Os resultados da avaliação comportamental do processamento auditivo (central) mostraram que o desempenho obtido pelos grupos TPA(C) e DEL foram piores, se comparados aos do grupo DT. Em outras palavras, as crianças com DEL, assim como as crianças com TPA, mostraram dificuldades nas habilidades de compreensão de fala em condições de escuta degradada (ruído e/ou fala competitiva) e dificuldade no processamento de estímulos não verbais (discriminação, ordenação, integração binaural e transferência inter-hemisférica dos estímulos acústicos apresentados), o que poderia resultar em dificuldades na percepção precisa da fala e, consequentemente, no comprometimento da integridade do processamento de fala e sua produção.
Esses resultados parecem confirmar nossas hipóteses, as quais são corroboradas por muitos estudos, que indicam que alterações no processamento auditivo (central) coexistem com distúrbios de linguagem.12
Entretanto, além de identificarmos um pior desempenho do grupo DEL em relação ao grupo DT, foi possível identificar que as crianças com DEL foram piores que as crianças com TPA nos testes que utilizam estímulos verbais (figura com ruído/Dicótico/Dígitos). Esses resultados são pertinentes quando levamos em consideração que é justamente o grupo DEL, e não o com TPA, que apresenta atraso no desenvolvimento de linguagem, com crianças que hoje ainda possuem dificuldades com relação à linguagem expressiva e/ou receptiva.

# Dados de origem:
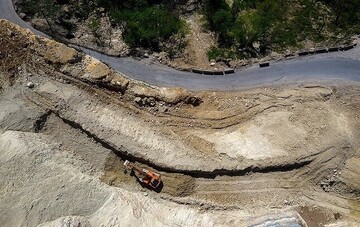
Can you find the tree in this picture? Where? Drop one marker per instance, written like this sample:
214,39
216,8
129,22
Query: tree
47,9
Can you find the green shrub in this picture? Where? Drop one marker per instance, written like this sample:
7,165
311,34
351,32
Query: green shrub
147,27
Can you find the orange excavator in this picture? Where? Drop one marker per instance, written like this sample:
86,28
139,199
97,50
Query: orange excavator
145,176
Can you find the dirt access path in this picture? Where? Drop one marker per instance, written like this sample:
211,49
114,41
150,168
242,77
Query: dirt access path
271,154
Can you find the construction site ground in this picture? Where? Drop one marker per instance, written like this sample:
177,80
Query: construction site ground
286,154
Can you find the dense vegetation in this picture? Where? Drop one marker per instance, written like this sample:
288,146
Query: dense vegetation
146,23
253,27
245,28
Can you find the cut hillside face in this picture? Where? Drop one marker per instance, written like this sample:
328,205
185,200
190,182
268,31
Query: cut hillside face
252,157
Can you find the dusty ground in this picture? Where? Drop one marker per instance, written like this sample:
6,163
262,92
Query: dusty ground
281,155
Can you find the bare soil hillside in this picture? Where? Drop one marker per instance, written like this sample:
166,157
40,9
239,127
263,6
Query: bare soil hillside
285,155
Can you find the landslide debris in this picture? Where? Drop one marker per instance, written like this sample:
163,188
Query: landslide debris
239,158
22,46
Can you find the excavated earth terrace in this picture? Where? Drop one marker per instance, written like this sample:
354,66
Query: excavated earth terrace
285,155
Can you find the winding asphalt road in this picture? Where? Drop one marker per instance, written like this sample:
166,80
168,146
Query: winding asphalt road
327,68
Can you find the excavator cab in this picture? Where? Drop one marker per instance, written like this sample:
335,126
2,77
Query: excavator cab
145,176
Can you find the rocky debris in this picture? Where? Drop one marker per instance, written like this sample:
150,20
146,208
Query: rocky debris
71,62
151,102
350,174
168,95
58,53
95,69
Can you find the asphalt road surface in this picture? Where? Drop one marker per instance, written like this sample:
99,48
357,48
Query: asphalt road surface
329,68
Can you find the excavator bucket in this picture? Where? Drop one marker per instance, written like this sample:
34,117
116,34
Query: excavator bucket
145,176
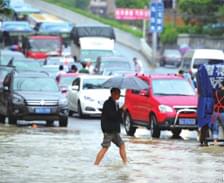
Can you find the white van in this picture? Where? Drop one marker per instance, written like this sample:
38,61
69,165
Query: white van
91,41
193,58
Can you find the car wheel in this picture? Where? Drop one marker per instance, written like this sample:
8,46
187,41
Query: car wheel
50,123
12,120
63,121
128,125
70,113
177,65
154,128
2,119
80,113
176,132
162,63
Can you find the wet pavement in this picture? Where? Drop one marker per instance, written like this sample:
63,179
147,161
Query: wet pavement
53,154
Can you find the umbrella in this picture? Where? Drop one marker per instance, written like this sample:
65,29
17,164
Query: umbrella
128,82
205,100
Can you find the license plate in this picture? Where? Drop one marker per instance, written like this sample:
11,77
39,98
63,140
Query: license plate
42,110
187,121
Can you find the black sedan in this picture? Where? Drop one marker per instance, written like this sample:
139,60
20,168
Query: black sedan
32,96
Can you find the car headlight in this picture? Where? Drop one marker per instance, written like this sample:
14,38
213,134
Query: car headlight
89,98
17,100
63,102
165,108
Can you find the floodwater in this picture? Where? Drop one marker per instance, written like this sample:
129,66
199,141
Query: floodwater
52,154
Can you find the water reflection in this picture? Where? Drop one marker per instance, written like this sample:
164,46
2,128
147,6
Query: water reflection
67,154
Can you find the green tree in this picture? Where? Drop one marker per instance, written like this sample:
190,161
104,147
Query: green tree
132,3
82,4
198,11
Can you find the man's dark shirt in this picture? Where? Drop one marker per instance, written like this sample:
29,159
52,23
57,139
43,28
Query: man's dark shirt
220,94
111,117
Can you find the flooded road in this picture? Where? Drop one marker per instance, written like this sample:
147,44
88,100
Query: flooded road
52,154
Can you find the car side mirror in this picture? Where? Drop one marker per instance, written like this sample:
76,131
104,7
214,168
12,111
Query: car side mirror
75,87
144,93
5,88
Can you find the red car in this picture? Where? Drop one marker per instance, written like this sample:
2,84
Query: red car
65,80
42,46
169,103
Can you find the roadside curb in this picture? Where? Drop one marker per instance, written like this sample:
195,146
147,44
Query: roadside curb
128,40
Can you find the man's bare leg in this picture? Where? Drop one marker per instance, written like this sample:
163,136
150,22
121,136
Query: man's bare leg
100,155
123,154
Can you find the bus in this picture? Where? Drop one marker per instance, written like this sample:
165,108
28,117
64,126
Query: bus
91,41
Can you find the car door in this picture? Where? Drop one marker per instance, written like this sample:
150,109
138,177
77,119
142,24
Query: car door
4,88
74,92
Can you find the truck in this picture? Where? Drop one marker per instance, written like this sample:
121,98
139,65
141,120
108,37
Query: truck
90,41
42,46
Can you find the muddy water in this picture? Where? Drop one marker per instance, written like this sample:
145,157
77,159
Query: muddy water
56,155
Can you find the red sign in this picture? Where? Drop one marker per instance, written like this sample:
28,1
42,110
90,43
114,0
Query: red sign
131,14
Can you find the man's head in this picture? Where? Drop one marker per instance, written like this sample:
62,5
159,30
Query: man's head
180,72
61,67
115,93
222,83
74,68
135,60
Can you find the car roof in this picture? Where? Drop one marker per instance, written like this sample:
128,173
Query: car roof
70,75
161,76
114,58
31,74
10,52
87,76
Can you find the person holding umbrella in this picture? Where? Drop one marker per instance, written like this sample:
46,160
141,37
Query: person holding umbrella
205,104
110,125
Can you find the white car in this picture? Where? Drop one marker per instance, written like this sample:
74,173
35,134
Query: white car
86,96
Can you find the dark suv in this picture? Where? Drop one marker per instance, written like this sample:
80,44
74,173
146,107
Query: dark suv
31,96
169,103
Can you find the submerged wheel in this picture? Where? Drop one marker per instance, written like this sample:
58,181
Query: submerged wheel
12,120
128,125
63,121
2,118
50,122
176,132
80,113
154,128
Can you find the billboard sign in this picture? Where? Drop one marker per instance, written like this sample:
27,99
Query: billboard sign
131,14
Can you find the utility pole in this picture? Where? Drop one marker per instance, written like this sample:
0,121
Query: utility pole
111,6
174,11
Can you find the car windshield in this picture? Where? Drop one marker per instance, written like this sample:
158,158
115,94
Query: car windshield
172,52
91,55
44,45
66,81
171,87
198,62
93,83
116,64
27,65
35,84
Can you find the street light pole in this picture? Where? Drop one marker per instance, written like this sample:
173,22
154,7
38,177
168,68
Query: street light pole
174,11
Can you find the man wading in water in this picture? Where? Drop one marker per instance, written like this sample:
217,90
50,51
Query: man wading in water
110,124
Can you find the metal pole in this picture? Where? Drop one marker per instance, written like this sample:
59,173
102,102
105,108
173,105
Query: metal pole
154,47
174,11
144,29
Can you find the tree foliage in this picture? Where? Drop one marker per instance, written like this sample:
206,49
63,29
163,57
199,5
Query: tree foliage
132,3
199,11
82,4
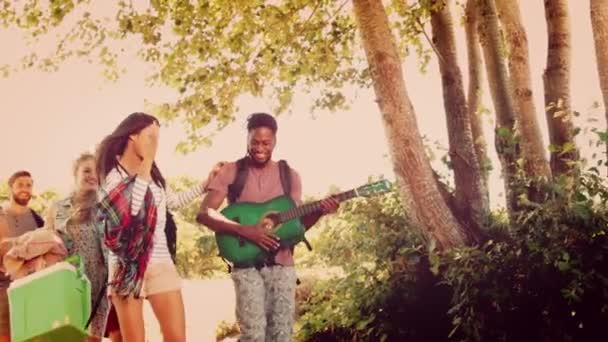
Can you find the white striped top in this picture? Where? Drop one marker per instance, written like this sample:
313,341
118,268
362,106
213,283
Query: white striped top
162,198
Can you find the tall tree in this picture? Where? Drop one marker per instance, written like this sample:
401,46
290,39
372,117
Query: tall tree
506,141
599,23
410,161
474,88
556,79
531,141
470,191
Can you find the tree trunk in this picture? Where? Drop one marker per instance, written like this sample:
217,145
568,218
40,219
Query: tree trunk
507,145
469,185
556,79
424,202
474,90
531,142
599,23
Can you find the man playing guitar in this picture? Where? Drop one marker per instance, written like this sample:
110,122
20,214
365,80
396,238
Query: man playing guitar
265,292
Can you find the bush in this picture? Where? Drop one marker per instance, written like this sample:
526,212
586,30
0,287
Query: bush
542,278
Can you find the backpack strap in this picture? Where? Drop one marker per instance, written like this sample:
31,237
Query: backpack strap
235,189
171,235
284,173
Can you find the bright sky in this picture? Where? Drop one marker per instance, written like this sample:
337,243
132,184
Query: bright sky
49,118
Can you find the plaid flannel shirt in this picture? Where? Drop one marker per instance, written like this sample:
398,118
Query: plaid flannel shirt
129,237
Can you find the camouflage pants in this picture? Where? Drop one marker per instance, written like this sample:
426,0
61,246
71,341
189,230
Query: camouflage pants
265,303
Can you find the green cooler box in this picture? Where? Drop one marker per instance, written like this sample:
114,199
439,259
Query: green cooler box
50,305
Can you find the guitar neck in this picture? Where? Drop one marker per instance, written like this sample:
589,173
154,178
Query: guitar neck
312,207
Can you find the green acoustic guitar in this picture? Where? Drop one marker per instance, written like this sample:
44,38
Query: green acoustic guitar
285,216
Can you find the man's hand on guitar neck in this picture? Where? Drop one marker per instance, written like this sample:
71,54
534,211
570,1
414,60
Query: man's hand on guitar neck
329,205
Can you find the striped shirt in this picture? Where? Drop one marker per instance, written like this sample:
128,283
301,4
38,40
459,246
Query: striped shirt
164,199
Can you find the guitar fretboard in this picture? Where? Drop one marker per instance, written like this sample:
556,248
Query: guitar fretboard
310,208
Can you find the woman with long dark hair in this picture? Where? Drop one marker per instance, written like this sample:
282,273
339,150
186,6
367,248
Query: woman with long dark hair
134,201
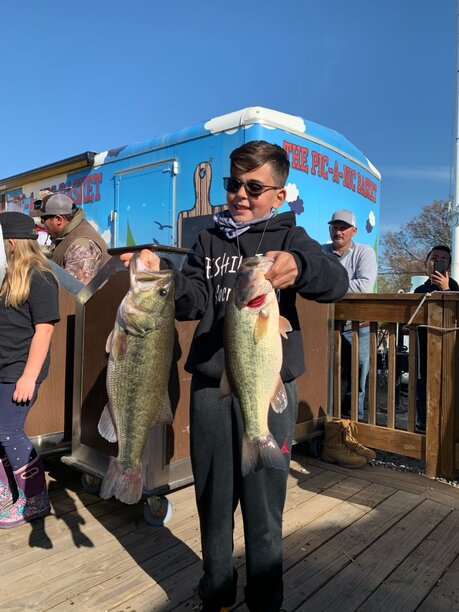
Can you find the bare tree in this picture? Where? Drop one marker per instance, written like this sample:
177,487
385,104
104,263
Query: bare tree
403,252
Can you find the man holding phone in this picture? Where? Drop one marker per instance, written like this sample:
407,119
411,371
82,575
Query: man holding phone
438,263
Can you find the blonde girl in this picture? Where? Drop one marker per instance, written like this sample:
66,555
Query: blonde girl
29,308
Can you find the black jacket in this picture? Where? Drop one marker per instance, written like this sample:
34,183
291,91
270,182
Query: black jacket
209,274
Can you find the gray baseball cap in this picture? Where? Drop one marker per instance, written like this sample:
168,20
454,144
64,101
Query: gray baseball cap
346,216
54,204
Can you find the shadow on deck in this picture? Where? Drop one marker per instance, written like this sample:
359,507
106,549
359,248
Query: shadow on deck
367,539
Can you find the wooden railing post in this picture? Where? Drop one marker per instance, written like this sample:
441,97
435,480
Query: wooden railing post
433,387
448,380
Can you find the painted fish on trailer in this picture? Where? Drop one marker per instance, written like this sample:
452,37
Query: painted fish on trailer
140,351
253,361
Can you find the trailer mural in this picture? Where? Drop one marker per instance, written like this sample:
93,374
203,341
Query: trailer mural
165,190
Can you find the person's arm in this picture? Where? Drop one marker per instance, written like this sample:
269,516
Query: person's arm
365,272
39,347
306,268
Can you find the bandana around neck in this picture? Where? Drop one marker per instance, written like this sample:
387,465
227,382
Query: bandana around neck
231,228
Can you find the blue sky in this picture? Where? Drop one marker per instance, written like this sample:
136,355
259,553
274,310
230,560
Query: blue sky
89,76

# Exercícios a resolver:
• A. Resuma em duas frases o trecho sobre processamento auditivo e linguagem.
• B. Diga se cada afirmação concorda com o trecho sobre processamento auditivo e linguagem, respondendo sim ou não e citando as palavras do trecho que decidem a questão.
(i) O grupo DT teve desempenho pior que os grupos TPA(C) e DEL.
(ii) As crianças com DEL foram piores que as crianças com TPA nos testes com estímulos verbais.
(iii) É o grupo com TPA que apresenta atraso no desenvolvimento de linguagem.
• C. Retome o trecho sobre processamento auditivo e linguagem a partir do ponto em que ele termina.
Os registros não são necessários para resolver nada aqui.

# Gabarito:
• A. Na avaliação comportamental do processamento auditivo (central), os grupos TPA(C) e DEL tiveram desempenho pior que o grupo DT e mostraram dificuldades na compreensão de fala em escuta degradada e no processamento de estímulos não verbais. Além disso, as crianças com DEL foram piores que as crianças com TPA nos testes com estímulos verbais, o que é pertinente porque é o grupo DEL que apresenta atraso no desenvolvimento de linguagem.

• B.
(i) Não: "o desempenho obtido pelos grupos TPA(C) e DEL foram piores, se comparados aos do grupo DT".
(ii) Sim: "as crianças com DEL foram piores que as crianças com TPA nos testes que utilizam estímulos verbais".
(iii) Não: "é justamente o grupo DEL, e não o com TPA, que apresenta atraso no desenvolvimento de linguagem".

• C.
Considerando que o processamento temporal está inserido em todos os testes para avaliar o processamento auditivo aplicados neste estudo, no que se refere ao pior desempenho das crianças com DEL em relação às crianças com TPA, levantamos duas hipóteses. A primeira está relacionada aos estudos de Tallal,3 , 5 os quais atribuem à alteração do processamento auditivo temporal os déficits ou atrasos na aquisição da linguagem. Segundo essas pesquisas, alterações no processamento temporal poderiam resultar em possíveis comprometimentos na percepção de fonemas e em outros aspectos da linguagem e leitura, os quais dependem de representação fonêmica precisa.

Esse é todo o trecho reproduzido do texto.